▶ _SFIDE_
a - Nell'articolo su Andrea D'Amico, quali giocatori risultano lasciati a Toronto?
b - Ripeta il passo dell'articolo su D'Amico iniziando dalle parole "Dal Canada è" e fermandosi dopo le parole "l’Italia o viceversa?".

▶ _TESTO_
⟨

D'Amico, dal Canada con furore: «Il calcio non ha più frontiere, il suo futuro è in America»

Andrea D’Amico con Bernardeschi e il presidente del Toronto Bill Manning
Andrea D’Amico con Bernardeschi e il presidente del Toronto Bill Manning
Andrea D’Amico con Bernardeschi e il presidente del Toronto Bill Manning
Andrea D’Amico con Bernardeschi e il presidente del Toronto Bill Manning

Dal Canada è tornato trionfatore Andrea D’Amico. Di nuovo nella sua Custoza dopo aver conquistato l’America, lasciando a Toronto pezzi grossi come Insigne, Bernardeschi e Criscito. La nuova era della Mls, i nuovi orizzonti del calcio globale. Precursore ancora una volta, passato dai contratti dorati di Lentini e Del Piero fino ad aprire le strade del futuro. Un perfetto visionario. «Ho solo dimostrato che il calcio ormai non ha più frontiere», il quadro, «se due campioni d’Europa come Insigne e Bernardeschi oltre ad un ottimo giocatore come Criscito scelgono di andare in Canada. Di confini non ce ne sono più, soprattutto grazie alla tv. Non cambia nulla se una grande partita si gioca a Torino o a Los Angeles».

Sarà più l’America a guardare verso l’Italia o viceversa?

⟩

▶ _MATERIALE FORNITO_
⟨

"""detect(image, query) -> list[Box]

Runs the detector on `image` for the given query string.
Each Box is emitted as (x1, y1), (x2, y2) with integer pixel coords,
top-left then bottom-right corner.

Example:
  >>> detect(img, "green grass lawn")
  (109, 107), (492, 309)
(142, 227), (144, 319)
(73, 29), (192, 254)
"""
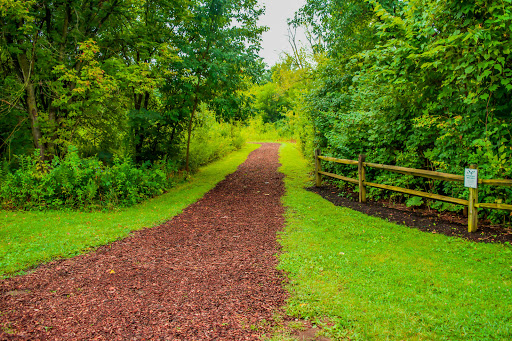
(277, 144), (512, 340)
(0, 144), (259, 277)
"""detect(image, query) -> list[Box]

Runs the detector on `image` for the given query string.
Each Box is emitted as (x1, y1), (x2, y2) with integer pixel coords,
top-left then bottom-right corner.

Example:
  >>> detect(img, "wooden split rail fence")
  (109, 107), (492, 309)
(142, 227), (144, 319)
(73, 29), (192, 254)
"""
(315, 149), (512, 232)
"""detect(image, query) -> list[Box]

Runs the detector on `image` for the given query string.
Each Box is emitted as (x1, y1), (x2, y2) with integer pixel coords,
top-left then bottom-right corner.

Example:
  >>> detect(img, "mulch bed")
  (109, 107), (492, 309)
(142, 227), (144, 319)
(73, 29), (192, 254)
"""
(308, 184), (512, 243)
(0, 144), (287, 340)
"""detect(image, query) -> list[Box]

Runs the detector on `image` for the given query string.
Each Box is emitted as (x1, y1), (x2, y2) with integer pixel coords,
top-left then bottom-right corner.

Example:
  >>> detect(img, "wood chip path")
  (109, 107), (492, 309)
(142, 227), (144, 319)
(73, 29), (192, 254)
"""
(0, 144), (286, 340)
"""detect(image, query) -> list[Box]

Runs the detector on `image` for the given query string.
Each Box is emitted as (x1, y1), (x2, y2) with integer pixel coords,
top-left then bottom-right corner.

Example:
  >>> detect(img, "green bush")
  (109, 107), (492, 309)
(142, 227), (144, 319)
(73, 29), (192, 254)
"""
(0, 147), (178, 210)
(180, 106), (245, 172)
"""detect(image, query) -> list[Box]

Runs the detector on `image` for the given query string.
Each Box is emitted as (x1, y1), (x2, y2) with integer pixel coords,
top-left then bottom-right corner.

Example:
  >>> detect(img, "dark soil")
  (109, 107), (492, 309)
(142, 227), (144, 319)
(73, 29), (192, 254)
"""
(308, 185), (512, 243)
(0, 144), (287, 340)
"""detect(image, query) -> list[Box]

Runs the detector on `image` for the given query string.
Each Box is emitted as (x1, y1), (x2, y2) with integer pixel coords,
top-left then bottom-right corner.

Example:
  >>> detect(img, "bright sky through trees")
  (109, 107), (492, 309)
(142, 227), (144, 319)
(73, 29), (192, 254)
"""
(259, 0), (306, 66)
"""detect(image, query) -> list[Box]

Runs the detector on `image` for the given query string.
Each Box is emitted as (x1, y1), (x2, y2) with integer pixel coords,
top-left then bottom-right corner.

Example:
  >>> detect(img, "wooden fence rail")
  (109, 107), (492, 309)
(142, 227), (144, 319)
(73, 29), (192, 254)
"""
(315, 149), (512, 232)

⟩
⟨

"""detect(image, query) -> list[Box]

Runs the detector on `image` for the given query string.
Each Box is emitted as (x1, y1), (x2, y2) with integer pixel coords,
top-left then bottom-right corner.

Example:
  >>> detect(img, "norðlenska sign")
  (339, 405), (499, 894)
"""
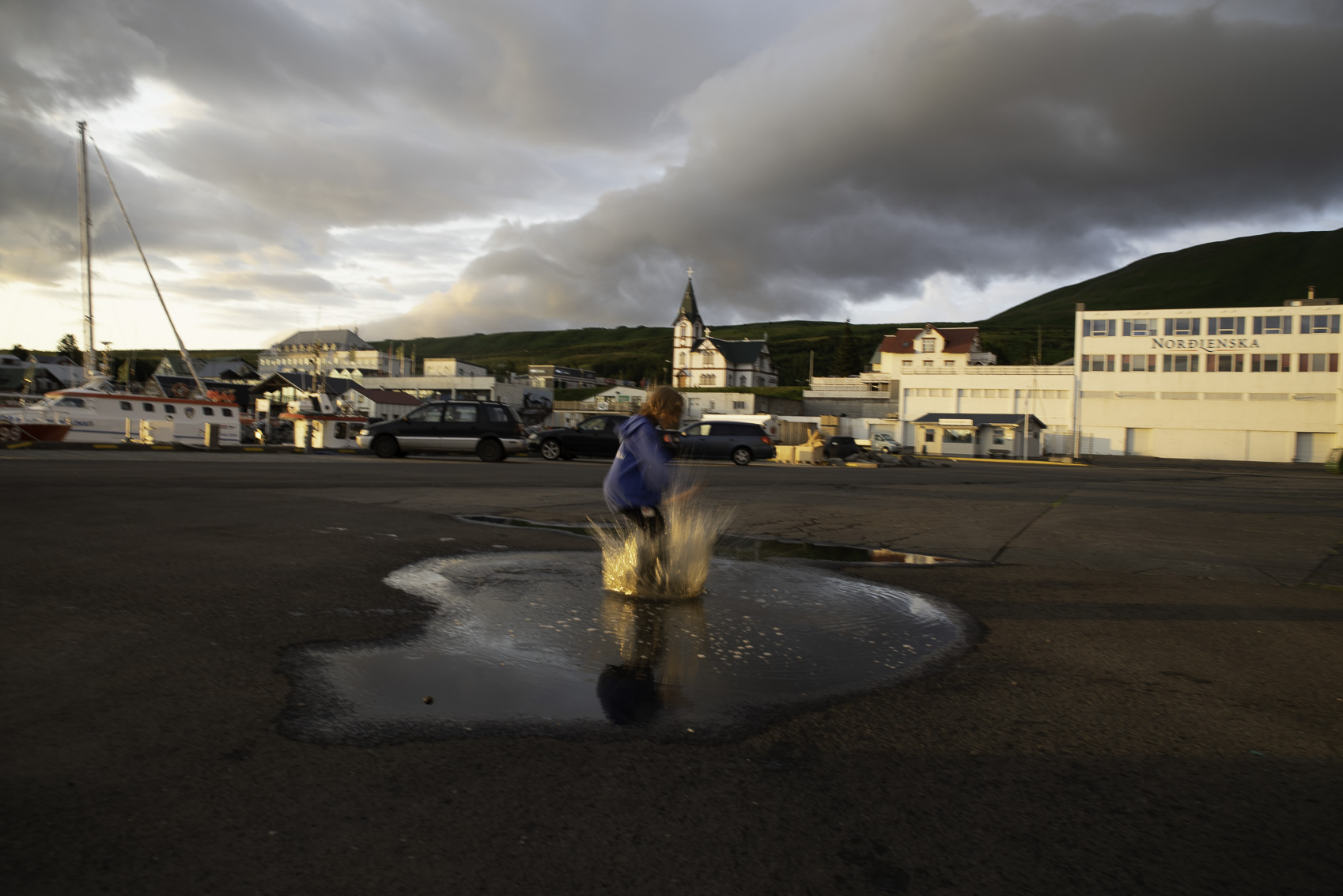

⟩

▶ _RISULTATI DELLE ATTIVITÀ_
a - Insigne, Bernardeschi e Criscito.

b -
Dal Canada è tornato trionfatore Andrea D’Amico. Di nuovo nella sua Custoza dopo aver conquistato l’America, lasciando a Toronto pezzi grossi come Insigne, Bernardeschi e Criscito. La nuova era della Mls, i nuovi orizzonti del calcio globale. Precursore ancora una volta, passato dai contratti dorati di Lentini e Del Piero fino ad aprire le strade del futuro. Un perfetto visionario. «Ho solo dimostrato che il calcio ormai non ha più frontiere», il quadro, «se due campioni d’Europa come Insigne e Bernardeschi oltre ad un ottimo giocatore come Criscito scelgono di andare in Canada. Di confini non ce ne sono più, soprattutto grazie alla tv. Non cambia nulla se una grande partita si gioca a Torino o a Los Angeles».

Sarà più l’America a guardare verso l’Italia o viceversa?